◆ Instruction:
Rewrite the lines below as a numbered list with blank lines omitted, covering only the stretch from the line with "For every instance of the white table, the" up to and including the line with "x=38, y=243".

## start Provided material

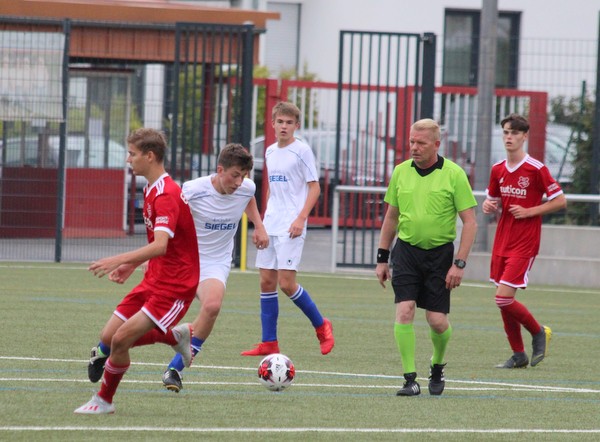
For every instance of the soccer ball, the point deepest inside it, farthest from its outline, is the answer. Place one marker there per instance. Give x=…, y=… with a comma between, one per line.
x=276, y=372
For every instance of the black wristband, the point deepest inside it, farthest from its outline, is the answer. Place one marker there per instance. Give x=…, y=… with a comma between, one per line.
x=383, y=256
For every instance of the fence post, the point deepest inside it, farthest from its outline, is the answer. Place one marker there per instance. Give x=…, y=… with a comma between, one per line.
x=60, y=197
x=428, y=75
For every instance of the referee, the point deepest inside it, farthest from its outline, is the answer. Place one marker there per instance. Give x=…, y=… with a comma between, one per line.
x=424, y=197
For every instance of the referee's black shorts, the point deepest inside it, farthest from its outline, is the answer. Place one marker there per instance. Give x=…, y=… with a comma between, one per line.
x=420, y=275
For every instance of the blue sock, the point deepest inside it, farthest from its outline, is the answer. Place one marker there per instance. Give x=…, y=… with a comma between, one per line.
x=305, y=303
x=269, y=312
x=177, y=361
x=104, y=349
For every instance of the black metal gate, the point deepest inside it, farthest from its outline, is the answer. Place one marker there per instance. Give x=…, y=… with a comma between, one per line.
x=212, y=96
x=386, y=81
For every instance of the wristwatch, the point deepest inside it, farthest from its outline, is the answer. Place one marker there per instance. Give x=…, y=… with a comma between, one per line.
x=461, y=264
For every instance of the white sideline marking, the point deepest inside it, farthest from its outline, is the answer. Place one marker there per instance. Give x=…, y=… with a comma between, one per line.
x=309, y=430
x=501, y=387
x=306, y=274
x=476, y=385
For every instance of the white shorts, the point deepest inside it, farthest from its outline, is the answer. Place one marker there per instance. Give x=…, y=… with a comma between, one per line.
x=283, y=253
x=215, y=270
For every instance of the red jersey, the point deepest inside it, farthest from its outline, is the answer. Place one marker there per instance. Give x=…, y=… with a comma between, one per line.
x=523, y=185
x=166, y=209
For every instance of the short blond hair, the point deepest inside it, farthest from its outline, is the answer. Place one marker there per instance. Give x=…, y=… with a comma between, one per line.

## end Provided material
## start Provided material

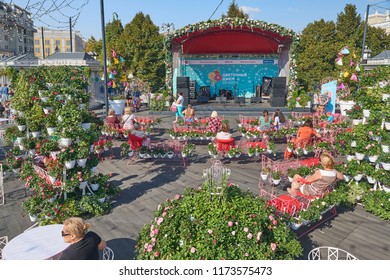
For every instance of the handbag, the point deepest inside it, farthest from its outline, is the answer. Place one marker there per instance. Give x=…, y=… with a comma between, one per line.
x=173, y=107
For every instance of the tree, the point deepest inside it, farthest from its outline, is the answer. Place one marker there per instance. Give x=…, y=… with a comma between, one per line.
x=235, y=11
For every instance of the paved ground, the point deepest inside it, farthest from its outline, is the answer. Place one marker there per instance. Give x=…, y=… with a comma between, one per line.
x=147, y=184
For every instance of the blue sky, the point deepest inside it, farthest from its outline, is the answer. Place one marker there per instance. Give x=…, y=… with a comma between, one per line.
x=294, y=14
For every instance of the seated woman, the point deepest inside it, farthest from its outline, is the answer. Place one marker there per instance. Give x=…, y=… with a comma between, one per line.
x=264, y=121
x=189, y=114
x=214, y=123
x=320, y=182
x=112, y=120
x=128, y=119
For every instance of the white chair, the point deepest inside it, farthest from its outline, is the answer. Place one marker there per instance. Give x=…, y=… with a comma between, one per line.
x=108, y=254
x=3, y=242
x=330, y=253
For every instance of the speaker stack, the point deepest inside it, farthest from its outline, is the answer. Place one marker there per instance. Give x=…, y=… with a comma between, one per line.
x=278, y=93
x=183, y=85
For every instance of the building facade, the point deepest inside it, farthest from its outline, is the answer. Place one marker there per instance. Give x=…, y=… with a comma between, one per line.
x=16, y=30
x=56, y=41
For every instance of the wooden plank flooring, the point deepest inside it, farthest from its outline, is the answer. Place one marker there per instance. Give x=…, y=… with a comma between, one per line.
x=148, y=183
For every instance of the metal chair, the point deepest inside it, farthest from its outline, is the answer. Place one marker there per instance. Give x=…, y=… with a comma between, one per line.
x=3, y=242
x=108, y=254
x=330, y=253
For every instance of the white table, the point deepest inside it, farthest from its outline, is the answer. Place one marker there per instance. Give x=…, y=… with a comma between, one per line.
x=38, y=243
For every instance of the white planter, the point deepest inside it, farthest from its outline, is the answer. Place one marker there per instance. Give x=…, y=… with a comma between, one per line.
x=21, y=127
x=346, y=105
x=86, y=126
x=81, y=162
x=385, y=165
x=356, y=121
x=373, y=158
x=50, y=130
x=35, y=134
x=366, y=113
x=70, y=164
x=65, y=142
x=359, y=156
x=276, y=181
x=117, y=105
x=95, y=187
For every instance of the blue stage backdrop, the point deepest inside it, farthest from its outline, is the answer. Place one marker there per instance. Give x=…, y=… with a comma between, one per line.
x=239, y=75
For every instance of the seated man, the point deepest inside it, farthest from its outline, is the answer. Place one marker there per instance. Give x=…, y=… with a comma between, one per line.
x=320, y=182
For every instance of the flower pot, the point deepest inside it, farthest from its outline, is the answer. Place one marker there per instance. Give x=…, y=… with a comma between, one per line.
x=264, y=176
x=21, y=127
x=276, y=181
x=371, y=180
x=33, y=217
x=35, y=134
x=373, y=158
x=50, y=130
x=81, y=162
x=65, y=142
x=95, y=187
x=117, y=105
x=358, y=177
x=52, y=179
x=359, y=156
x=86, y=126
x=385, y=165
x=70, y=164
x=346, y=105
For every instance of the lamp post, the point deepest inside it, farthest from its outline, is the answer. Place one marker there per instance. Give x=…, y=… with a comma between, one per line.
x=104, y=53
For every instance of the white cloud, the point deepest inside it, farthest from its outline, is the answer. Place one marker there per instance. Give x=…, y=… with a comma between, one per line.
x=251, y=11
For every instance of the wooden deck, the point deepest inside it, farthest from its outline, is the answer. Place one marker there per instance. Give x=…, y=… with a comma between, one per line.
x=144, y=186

## end Provided material

◆ Reply to the exercise:
1. For every instance of the white table, the point deepest inside it, farthest from its outline, is the answer. Place one marker there per instance. Give x=…, y=… with a comma between, one per line.
2. x=38, y=243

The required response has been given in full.